[Point localization data]
######

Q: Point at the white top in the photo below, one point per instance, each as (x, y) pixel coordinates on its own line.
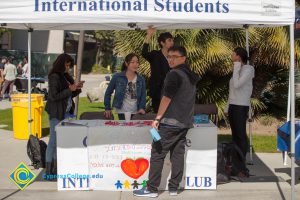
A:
(10, 72)
(130, 98)
(240, 85)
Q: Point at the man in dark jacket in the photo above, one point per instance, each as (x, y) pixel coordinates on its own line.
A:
(174, 118)
(159, 65)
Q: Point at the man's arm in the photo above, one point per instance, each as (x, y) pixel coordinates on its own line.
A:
(164, 103)
(145, 51)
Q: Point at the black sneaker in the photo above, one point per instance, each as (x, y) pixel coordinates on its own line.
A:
(144, 192)
(173, 193)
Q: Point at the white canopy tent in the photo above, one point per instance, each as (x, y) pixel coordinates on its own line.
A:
(163, 14)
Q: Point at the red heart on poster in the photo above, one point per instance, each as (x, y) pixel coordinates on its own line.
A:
(134, 168)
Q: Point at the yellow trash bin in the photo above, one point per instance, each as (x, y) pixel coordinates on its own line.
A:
(19, 104)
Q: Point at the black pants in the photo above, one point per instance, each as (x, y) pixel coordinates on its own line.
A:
(173, 140)
(155, 104)
(238, 119)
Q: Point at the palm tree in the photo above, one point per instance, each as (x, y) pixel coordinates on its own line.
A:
(209, 55)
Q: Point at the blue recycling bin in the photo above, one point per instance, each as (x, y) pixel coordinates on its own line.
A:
(284, 138)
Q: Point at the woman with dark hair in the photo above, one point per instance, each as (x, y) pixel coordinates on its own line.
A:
(60, 105)
(130, 90)
(240, 90)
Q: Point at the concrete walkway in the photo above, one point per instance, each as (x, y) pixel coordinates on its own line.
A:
(270, 180)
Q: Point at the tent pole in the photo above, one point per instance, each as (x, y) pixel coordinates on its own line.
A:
(292, 98)
(78, 66)
(30, 30)
(250, 110)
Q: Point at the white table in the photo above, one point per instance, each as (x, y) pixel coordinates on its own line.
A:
(116, 158)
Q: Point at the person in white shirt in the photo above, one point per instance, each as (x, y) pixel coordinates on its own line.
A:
(10, 74)
(240, 91)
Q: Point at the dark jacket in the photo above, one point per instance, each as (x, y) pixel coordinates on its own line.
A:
(159, 67)
(59, 94)
(118, 84)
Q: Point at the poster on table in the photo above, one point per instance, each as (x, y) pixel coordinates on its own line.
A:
(122, 156)
(115, 157)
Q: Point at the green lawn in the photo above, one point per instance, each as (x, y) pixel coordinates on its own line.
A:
(261, 143)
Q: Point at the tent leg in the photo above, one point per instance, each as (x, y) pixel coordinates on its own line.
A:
(250, 111)
(29, 82)
(78, 65)
(292, 100)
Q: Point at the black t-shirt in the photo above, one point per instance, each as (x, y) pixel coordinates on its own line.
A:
(159, 67)
(172, 84)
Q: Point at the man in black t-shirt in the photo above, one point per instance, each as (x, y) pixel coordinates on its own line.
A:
(173, 120)
(3, 61)
(159, 65)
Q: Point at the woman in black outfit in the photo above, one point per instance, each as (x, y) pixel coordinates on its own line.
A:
(60, 105)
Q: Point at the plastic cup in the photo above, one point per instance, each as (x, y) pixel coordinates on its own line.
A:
(127, 116)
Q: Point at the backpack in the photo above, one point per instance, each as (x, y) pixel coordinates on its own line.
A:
(36, 151)
(230, 162)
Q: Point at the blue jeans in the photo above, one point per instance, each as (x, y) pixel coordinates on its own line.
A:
(51, 148)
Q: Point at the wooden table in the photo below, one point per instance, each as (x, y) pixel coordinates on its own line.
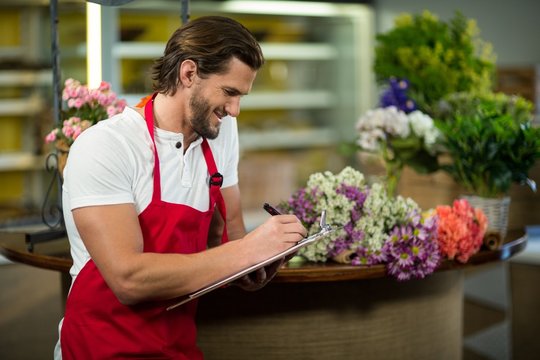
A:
(319, 311)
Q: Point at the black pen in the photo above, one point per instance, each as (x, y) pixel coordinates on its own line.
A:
(270, 209)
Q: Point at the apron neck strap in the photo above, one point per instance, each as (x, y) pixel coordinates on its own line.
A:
(149, 117)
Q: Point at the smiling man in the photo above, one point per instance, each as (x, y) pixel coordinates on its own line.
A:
(139, 196)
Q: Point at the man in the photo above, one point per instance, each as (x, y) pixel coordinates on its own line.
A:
(139, 196)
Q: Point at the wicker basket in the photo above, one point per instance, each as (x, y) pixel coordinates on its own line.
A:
(496, 210)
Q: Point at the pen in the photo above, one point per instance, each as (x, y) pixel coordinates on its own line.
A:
(270, 209)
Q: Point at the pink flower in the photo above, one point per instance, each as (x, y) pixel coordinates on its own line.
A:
(92, 105)
(461, 230)
(51, 137)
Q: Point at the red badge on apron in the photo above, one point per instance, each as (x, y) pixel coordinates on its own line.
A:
(97, 326)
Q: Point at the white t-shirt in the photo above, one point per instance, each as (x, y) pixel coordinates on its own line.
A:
(115, 162)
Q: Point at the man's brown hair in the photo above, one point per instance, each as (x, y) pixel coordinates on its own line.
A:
(211, 42)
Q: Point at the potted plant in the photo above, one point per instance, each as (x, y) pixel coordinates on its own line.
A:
(492, 143)
(83, 107)
(436, 57)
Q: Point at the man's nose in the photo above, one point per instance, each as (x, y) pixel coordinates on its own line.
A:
(233, 106)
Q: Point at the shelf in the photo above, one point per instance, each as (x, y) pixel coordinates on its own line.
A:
(25, 77)
(286, 139)
(20, 107)
(21, 161)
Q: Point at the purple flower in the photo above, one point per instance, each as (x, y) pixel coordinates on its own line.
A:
(412, 250)
(396, 95)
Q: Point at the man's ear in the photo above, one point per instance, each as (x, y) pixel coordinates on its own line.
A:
(188, 72)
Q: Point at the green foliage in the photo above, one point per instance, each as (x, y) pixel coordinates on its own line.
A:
(437, 58)
(491, 140)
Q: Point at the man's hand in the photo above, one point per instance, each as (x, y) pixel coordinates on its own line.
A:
(260, 277)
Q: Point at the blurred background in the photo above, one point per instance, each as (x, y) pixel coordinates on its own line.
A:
(317, 81)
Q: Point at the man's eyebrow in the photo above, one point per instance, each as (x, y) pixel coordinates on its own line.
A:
(233, 91)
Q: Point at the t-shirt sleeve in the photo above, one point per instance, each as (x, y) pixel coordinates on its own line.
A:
(97, 170)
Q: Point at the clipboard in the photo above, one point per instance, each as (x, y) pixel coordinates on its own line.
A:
(325, 230)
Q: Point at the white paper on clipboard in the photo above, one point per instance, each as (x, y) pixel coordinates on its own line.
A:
(325, 230)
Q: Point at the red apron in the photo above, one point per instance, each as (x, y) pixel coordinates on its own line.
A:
(97, 326)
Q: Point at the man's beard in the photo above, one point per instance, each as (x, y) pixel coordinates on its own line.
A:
(201, 118)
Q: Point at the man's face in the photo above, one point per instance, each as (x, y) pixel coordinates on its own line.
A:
(217, 96)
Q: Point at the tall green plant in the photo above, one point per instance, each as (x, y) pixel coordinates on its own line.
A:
(437, 58)
(491, 141)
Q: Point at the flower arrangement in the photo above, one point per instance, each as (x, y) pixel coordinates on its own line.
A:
(438, 58)
(399, 137)
(83, 108)
(376, 228)
(461, 230)
(497, 143)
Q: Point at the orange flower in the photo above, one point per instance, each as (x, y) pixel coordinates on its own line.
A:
(461, 230)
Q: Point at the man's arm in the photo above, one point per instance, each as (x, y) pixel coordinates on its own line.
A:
(114, 240)
(236, 228)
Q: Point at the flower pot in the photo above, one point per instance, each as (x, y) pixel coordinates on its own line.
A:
(496, 210)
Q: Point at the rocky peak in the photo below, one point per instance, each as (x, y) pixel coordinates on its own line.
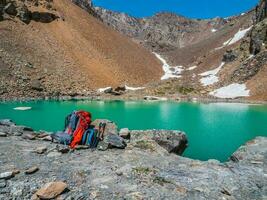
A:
(261, 11)
(86, 5)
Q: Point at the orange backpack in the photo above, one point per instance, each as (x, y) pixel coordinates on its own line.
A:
(82, 125)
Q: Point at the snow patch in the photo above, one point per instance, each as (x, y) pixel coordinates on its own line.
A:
(192, 68)
(22, 108)
(231, 91)
(134, 88)
(170, 71)
(210, 76)
(238, 36)
(101, 90)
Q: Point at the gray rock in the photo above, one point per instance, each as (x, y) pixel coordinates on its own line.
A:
(120, 89)
(229, 56)
(173, 141)
(2, 184)
(54, 154)
(29, 136)
(36, 85)
(114, 141)
(47, 138)
(10, 9)
(102, 146)
(31, 170)
(43, 17)
(6, 175)
(125, 133)
(63, 149)
(7, 122)
(24, 14)
(3, 134)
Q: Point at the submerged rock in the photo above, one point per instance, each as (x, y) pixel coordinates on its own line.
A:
(173, 141)
(10, 9)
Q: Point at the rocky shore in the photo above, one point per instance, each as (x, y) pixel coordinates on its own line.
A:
(149, 167)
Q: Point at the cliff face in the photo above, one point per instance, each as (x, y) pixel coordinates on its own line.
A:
(261, 11)
(51, 48)
(162, 32)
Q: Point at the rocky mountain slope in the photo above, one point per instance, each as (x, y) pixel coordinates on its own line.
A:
(205, 58)
(55, 48)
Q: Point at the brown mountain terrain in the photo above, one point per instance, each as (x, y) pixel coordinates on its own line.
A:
(55, 48)
(200, 47)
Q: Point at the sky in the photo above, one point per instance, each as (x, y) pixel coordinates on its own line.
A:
(202, 9)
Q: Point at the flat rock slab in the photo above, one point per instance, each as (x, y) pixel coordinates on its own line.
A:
(31, 170)
(50, 190)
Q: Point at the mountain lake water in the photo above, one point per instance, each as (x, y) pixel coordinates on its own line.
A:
(214, 130)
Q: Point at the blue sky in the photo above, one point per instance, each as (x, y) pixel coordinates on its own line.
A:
(190, 8)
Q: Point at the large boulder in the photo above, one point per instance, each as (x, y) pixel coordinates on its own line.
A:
(24, 14)
(10, 9)
(173, 141)
(112, 141)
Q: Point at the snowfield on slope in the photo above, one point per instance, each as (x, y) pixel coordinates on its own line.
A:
(170, 71)
(210, 76)
(238, 36)
(231, 91)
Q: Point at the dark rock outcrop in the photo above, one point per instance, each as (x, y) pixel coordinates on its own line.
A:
(173, 141)
(261, 11)
(258, 37)
(10, 9)
(229, 56)
(44, 17)
(250, 68)
(24, 14)
(259, 31)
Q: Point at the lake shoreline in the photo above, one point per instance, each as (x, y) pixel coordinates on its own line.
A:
(143, 170)
(132, 98)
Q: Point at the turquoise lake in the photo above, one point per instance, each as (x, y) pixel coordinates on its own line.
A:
(214, 130)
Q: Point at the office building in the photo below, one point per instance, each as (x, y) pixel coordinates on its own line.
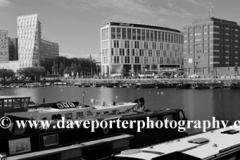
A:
(136, 48)
(29, 38)
(13, 49)
(48, 50)
(211, 47)
(4, 49)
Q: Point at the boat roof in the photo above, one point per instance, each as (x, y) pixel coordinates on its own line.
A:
(118, 105)
(13, 97)
(200, 146)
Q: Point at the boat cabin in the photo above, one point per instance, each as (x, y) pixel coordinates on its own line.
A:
(219, 144)
(10, 104)
(72, 110)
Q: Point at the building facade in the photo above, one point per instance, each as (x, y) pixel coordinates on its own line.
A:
(211, 47)
(29, 36)
(138, 48)
(48, 50)
(4, 49)
(13, 49)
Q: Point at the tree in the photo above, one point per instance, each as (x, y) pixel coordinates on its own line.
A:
(113, 70)
(74, 68)
(6, 73)
(67, 70)
(54, 68)
(32, 72)
(61, 69)
(123, 71)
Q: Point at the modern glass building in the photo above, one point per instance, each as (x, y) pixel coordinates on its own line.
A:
(211, 47)
(29, 36)
(134, 48)
(4, 49)
(48, 50)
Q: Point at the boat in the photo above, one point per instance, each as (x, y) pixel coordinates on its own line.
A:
(200, 85)
(46, 138)
(85, 85)
(216, 85)
(218, 144)
(183, 86)
(148, 85)
(68, 110)
(166, 85)
(234, 85)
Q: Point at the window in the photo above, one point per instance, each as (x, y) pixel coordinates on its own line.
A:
(118, 33)
(89, 113)
(124, 35)
(138, 34)
(143, 34)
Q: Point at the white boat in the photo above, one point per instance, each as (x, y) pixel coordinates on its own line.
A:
(19, 106)
(219, 144)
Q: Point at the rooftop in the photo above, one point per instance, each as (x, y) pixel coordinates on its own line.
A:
(29, 15)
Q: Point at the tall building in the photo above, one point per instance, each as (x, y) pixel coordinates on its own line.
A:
(29, 38)
(13, 49)
(137, 47)
(48, 50)
(211, 47)
(4, 50)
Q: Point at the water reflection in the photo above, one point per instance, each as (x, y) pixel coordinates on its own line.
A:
(197, 104)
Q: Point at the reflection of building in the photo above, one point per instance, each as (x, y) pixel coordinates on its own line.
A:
(48, 50)
(136, 47)
(4, 50)
(13, 49)
(29, 36)
(211, 47)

######

> **Aim of the exercise**:
Say how many lines in the entries above contain the string "shirt". Give the number by itself.

> **Reply to the exercise**:
5